— OBIETTIVO —
Quali righe contengono la parola "white"? Individuale e copiale tutte per intero, distinguendo tra maiuscole e minuscole.

— ELENCO DATI —
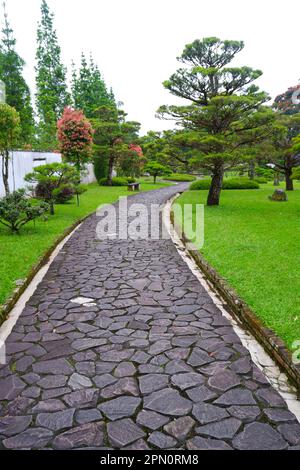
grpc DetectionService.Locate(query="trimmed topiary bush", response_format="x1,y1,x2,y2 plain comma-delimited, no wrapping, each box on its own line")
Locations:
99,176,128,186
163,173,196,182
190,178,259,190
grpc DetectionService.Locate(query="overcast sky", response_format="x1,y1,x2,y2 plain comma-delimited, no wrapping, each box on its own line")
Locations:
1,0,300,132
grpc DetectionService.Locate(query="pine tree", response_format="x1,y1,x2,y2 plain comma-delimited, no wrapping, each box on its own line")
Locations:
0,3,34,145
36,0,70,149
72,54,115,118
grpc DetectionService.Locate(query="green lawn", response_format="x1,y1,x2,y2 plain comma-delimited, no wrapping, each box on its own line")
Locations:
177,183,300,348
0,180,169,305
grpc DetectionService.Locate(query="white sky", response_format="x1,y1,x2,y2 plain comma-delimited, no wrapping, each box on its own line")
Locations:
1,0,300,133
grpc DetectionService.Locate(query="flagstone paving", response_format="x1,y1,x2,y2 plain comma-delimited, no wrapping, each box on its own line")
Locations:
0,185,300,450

---

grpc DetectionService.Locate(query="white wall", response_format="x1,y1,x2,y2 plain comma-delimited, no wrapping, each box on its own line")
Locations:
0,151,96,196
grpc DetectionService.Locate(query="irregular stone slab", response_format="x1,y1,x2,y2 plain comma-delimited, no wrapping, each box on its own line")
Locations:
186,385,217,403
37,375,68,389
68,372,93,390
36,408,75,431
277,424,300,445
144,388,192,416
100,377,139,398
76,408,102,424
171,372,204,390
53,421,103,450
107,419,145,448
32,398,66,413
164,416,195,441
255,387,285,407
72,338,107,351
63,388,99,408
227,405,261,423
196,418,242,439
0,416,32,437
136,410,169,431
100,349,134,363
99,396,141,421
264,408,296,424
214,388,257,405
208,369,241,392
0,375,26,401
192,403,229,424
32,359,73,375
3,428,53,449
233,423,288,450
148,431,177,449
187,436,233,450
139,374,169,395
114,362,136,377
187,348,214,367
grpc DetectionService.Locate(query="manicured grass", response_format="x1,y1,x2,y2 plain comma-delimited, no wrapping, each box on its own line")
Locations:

— SOLUZIONE ESERCIZIO —
grpc DetectionService.Locate(query="white sky", response_format="x1,y1,x2,y2 plain comma-delimited, no wrapping, each box on its own line")
grpc DetectionService.Locate(query="white wall", response_format="x1,y1,x2,y2 plain comma-delimited, no wrapping, each box on its own line")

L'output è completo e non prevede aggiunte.